Exercise aim: Quote the data below verbatim, reproducing every line in order without any change.

Exercise material:
— begin —

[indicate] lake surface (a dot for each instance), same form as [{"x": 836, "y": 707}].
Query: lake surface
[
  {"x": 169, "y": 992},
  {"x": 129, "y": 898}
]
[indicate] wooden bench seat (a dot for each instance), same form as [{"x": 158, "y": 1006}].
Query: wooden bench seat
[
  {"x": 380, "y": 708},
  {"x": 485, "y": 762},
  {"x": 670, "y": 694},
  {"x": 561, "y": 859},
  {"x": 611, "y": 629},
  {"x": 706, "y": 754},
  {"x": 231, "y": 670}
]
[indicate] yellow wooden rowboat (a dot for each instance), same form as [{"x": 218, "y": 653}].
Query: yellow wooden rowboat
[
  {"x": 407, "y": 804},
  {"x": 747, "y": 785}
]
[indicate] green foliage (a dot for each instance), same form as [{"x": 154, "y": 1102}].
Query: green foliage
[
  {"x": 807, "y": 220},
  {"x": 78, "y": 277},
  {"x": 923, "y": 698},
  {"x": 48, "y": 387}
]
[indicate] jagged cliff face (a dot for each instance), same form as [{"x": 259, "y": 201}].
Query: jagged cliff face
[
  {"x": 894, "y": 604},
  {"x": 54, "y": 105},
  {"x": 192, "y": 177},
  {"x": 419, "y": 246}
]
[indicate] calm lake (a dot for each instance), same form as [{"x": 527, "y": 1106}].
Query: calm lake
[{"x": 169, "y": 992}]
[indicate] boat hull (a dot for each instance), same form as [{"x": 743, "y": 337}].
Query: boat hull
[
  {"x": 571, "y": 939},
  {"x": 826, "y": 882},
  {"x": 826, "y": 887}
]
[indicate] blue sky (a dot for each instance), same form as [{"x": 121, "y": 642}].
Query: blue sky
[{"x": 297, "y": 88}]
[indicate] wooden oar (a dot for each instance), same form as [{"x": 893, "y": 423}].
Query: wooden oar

— end —

Task response:
[indicate] lake surface (a dot for each instance), same form as [{"x": 836, "y": 707}].
Query: lake surface
[
  {"x": 169, "y": 992},
  {"x": 129, "y": 898}
]
[indicate] wooden bench seat (a dot for each instance), same form as [{"x": 158, "y": 1006}].
Query: wooden bench seat
[
  {"x": 380, "y": 708},
  {"x": 485, "y": 762},
  {"x": 670, "y": 694},
  {"x": 561, "y": 859},
  {"x": 611, "y": 629},
  {"x": 706, "y": 754},
  {"x": 231, "y": 670}
]
[indicate] yellow wooden rowboat (a dot for each instance), same form as [{"x": 218, "y": 653}].
Query: yellow wooden rowboat
[
  {"x": 407, "y": 804},
  {"x": 747, "y": 785}
]
[indicate] green foliage (a dot for each instance), same form as [{"x": 154, "y": 1102}].
Query: green foliage
[
  {"x": 807, "y": 220},
  {"x": 78, "y": 277},
  {"x": 923, "y": 698},
  {"x": 48, "y": 387}
]
[indicate] jagged cliff face (a dot for each instance), same form as [{"x": 259, "y": 201}].
Query: jagged cliff face
[
  {"x": 894, "y": 604},
  {"x": 54, "y": 105},
  {"x": 192, "y": 177},
  {"x": 419, "y": 246}
]
[indicate] calm lake (a dot for each instance), same form as [{"x": 527, "y": 1106}].
Query: calm lake
[{"x": 169, "y": 992}]
[indicate] boat hull (a dot for each instance), same form as [{"x": 743, "y": 337}].
Query: boat hull
[
  {"x": 571, "y": 939},
  {"x": 826, "y": 882},
  {"x": 826, "y": 887}
]
[indicate] blue sky (a dot for each instance), same form as [{"x": 121, "y": 642}].
Query: blue sky
[{"x": 297, "y": 88}]
[indicate] wooden oar (a dot for each instance), same form as [{"x": 893, "y": 423}].
Query: wooden oar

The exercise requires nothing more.